Data entries
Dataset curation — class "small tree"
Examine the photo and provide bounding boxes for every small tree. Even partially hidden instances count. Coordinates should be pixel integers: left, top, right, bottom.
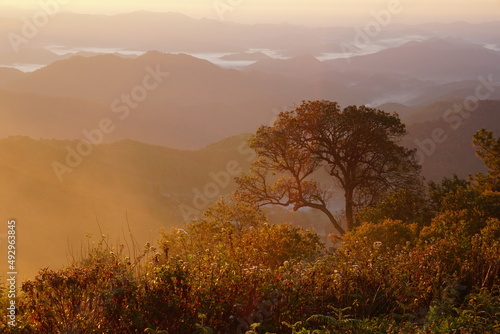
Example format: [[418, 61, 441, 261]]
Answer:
[[236, 100, 420, 234], [473, 129, 500, 191]]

▶ Aim: Add 54 to every bounding-box coordinate in the answers of the listing above, and reproduce all of its lines, requests included, without the pictures.

▶ Final answer:
Dataset curation — class "small tree"
Examine the photo and provide bounding boxes for every small tree. Even partially hidden instances count. Coordinates should be pixel integers: left, top, right, bottom.
Example format: [[418, 61, 441, 261]]
Answer:
[[290, 154, 474, 288], [527, 183, 554, 245]]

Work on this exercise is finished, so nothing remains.